Finish the UTxO HD prototype

We continued working on property-tests for the UTxO HD prototype. In particular we merged the era-transition tests PR.

Backing store property tests

The backing store property tests PR has been reviewed. The next steps are:

  • Improve error handling and command generation.
  • Add coverage testing to check that we are not failing to cover interesting test cases.

The monadic cursor API went through its first review round. The API is in a relatively stable state. This PR also unifies the cborg and serialise-based interfaces to LMDB operations. The next steps are:

  • Write quickcheck-dynamic state-machine tests for this API.
  • Adapt the changes in the serialisation interface in the backing store property tests. This will involve adding boilerplate code in consensus to make up for the removal of the cborg-based interface.

LSM tree implementation

We worked on the LSM tree prototype. In particular, we focused on tuning the LSM tree design to the different workloads that consensus has (eg syncing, normal node operation, etc).

Benchmarking the CSJ prototype

Work on improving the chain-sync jumping performance is ongoing. In particular we compared the performance of different jump intervals, which, somewhat surprisingly, do not make a significant difference. In particular, we are seeing periodic "plateaus" where the chain-sync tip does not progress, but they are much longer for the prototype. Our hypothesis is that this seem to be due to a combination of the garbage collector (GC) pauses, and the actual time it takes the non-dynamo chain-sync peers to jump to the tip of the slot of the dynamo fragment.

In the coming weeks we will try to shorten these plateaus via a combination of tweaking GC options and less synchronisation in the CSJ governor.

The following plot shows the performance of the chain-sync jumping prototype using different jumping intervals. It compares the syncing progress by plotting the slots of adopted blocks against time. The baseline is still faster, however it is worth noting that the current prototype already achieves a significant speedup when compared to the naive approach of simply running full chain-sync with all peers.

The second plot shows the syncing progress sliced to a chosen ~5min interval, and includes, in addition to the slots of adopted blocks, the slots of the tip of the ChainSync fragment. This allows us to see how far ahead of the selected tip the CS dynamo is, i.e. how much room we have for BlockFetch not to get stalled. It shows periodic behaviour (due to the forecasting limit), and shows that the CS fragment tip is not progressing for significant periods ("plateaus").

Technical debt

We clarified a common source of confusion around VRF tie-breaking and cross-era chain selection. This PR involved correcting potentially misleading names of VRF-related functions, and providing context for a particular VRF value is used for tie-breaking.

> [Record extracts]
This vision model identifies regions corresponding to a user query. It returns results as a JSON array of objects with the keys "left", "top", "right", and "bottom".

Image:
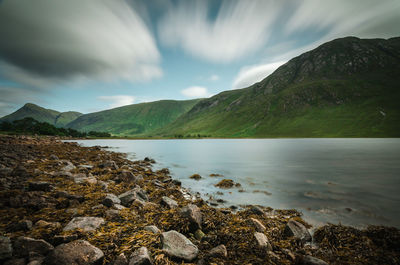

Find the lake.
[{"left": 69, "top": 138, "right": 400, "bottom": 227}]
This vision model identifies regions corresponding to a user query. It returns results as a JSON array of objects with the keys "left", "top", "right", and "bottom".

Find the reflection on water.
[{"left": 71, "top": 139, "right": 400, "bottom": 227}]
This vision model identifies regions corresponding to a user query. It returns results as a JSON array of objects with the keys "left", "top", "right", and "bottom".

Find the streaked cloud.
[
  {"left": 97, "top": 95, "right": 135, "bottom": 108},
  {"left": 232, "top": 61, "right": 285, "bottom": 89}
]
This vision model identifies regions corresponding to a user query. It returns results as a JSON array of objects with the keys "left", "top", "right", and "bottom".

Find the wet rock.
[
  {"left": 63, "top": 217, "right": 104, "bottom": 232},
  {"left": 13, "top": 236, "right": 54, "bottom": 257},
  {"left": 161, "top": 196, "right": 178, "bottom": 209},
  {"left": 298, "top": 256, "right": 328, "bottom": 265},
  {"left": 208, "top": 245, "right": 228, "bottom": 258},
  {"left": 28, "top": 181, "right": 54, "bottom": 191},
  {"left": 144, "top": 225, "right": 161, "bottom": 234},
  {"left": 249, "top": 218, "right": 266, "bottom": 233},
  {"left": 254, "top": 232, "right": 272, "bottom": 250},
  {"left": 161, "top": 230, "right": 199, "bottom": 261},
  {"left": 129, "top": 247, "right": 153, "bottom": 265},
  {"left": 45, "top": 240, "right": 104, "bottom": 265},
  {"left": 102, "top": 193, "right": 121, "bottom": 207},
  {"left": 181, "top": 204, "right": 202, "bottom": 231},
  {"left": 284, "top": 220, "right": 312, "bottom": 243},
  {"left": 0, "top": 236, "right": 13, "bottom": 260}
]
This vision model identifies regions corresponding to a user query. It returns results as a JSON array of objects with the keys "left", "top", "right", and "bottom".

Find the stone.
[
  {"left": 298, "top": 255, "right": 328, "bottom": 265},
  {"left": 161, "top": 230, "right": 199, "bottom": 261},
  {"left": 102, "top": 193, "right": 121, "bottom": 207},
  {"left": 63, "top": 217, "right": 104, "bottom": 232},
  {"left": 144, "top": 225, "right": 161, "bottom": 234},
  {"left": 161, "top": 196, "right": 178, "bottom": 209},
  {"left": 28, "top": 181, "right": 54, "bottom": 191},
  {"left": 249, "top": 218, "right": 266, "bottom": 233},
  {"left": 0, "top": 236, "right": 13, "bottom": 260},
  {"left": 13, "top": 236, "right": 54, "bottom": 257},
  {"left": 45, "top": 240, "right": 104, "bottom": 265},
  {"left": 254, "top": 232, "right": 272, "bottom": 250},
  {"left": 181, "top": 204, "right": 203, "bottom": 231},
  {"left": 284, "top": 220, "right": 312, "bottom": 243},
  {"left": 208, "top": 245, "right": 228, "bottom": 258},
  {"left": 129, "top": 247, "right": 153, "bottom": 265}
]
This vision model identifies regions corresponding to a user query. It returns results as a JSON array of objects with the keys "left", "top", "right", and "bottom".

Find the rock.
[
  {"left": 161, "top": 196, "right": 178, "bottom": 209},
  {"left": 13, "top": 236, "right": 54, "bottom": 257},
  {"left": 114, "top": 253, "right": 128, "bottom": 265},
  {"left": 45, "top": 240, "right": 104, "bottom": 265},
  {"left": 28, "top": 181, "right": 54, "bottom": 191},
  {"left": 144, "top": 225, "right": 161, "bottom": 234},
  {"left": 249, "top": 218, "right": 266, "bottom": 233},
  {"left": 63, "top": 217, "right": 104, "bottom": 232},
  {"left": 284, "top": 220, "right": 312, "bottom": 243},
  {"left": 181, "top": 204, "right": 202, "bottom": 231},
  {"left": 298, "top": 256, "right": 328, "bottom": 265},
  {"left": 208, "top": 245, "right": 228, "bottom": 258},
  {"left": 102, "top": 193, "right": 121, "bottom": 207},
  {"left": 254, "top": 232, "right": 272, "bottom": 250},
  {"left": 0, "top": 236, "right": 13, "bottom": 260},
  {"left": 161, "top": 230, "right": 199, "bottom": 261},
  {"left": 129, "top": 247, "right": 153, "bottom": 265}
]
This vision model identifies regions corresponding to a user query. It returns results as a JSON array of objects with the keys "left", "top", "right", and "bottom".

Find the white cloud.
[
  {"left": 181, "top": 86, "right": 211, "bottom": 98},
  {"left": 158, "top": 0, "right": 282, "bottom": 63},
  {"left": 232, "top": 61, "right": 285, "bottom": 89},
  {"left": 97, "top": 95, "right": 135, "bottom": 108}
]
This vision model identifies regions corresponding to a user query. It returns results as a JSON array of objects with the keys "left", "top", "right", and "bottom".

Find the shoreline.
[{"left": 0, "top": 136, "right": 400, "bottom": 264}]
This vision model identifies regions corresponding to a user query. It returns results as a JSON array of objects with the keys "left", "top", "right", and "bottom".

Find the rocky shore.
[{"left": 0, "top": 136, "right": 400, "bottom": 265}]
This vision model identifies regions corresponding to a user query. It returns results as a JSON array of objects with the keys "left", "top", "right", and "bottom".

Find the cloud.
[
  {"left": 97, "top": 95, "right": 135, "bottom": 108},
  {"left": 181, "top": 86, "right": 211, "bottom": 98},
  {"left": 0, "top": 0, "right": 162, "bottom": 86},
  {"left": 158, "top": 0, "right": 282, "bottom": 63},
  {"left": 232, "top": 61, "right": 285, "bottom": 89}
]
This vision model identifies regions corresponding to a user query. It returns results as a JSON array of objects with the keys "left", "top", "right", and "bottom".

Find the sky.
[{"left": 0, "top": 0, "right": 400, "bottom": 116}]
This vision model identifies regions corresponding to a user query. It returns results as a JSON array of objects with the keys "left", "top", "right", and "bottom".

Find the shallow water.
[{"left": 69, "top": 139, "right": 400, "bottom": 227}]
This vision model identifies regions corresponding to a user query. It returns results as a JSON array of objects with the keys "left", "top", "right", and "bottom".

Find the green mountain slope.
[
  {"left": 158, "top": 37, "right": 400, "bottom": 137},
  {"left": 0, "top": 103, "right": 82, "bottom": 127},
  {"left": 67, "top": 99, "right": 200, "bottom": 136}
]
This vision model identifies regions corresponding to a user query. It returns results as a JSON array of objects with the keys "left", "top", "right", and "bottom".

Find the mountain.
[
  {"left": 158, "top": 37, "right": 400, "bottom": 137},
  {"left": 0, "top": 103, "right": 82, "bottom": 127},
  {"left": 67, "top": 99, "right": 201, "bottom": 136}
]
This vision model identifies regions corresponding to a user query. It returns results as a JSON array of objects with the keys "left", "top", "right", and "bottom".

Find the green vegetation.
[{"left": 0, "top": 117, "right": 111, "bottom": 137}]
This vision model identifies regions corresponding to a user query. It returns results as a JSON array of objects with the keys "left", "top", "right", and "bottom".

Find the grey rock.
[
  {"left": 45, "top": 240, "right": 104, "bottom": 265},
  {"left": 103, "top": 193, "right": 121, "bottom": 207},
  {"left": 161, "top": 230, "right": 199, "bottom": 261},
  {"left": 129, "top": 247, "right": 153, "bottom": 265},
  {"left": 284, "top": 220, "right": 312, "bottom": 243},
  {"left": 161, "top": 196, "right": 178, "bottom": 209},
  {"left": 0, "top": 236, "right": 13, "bottom": 260},
  {"left": 254, "top": 232, "right": 272, "bottom": 250},
  {"left": 13, "top": 236, "right": 54, "bottom": 257},
  {"left": 63, "top": 217, "right": 104, "bottom": 232}
]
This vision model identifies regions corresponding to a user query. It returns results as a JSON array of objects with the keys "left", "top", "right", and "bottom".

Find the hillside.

> [Exercise directions] According to the development update, which two interfaces does the monadic cursor API pull request unify? The items are unrelated to the text.

> [Exercise answer] The cborg and serialise-based interfaces to LMDB operations.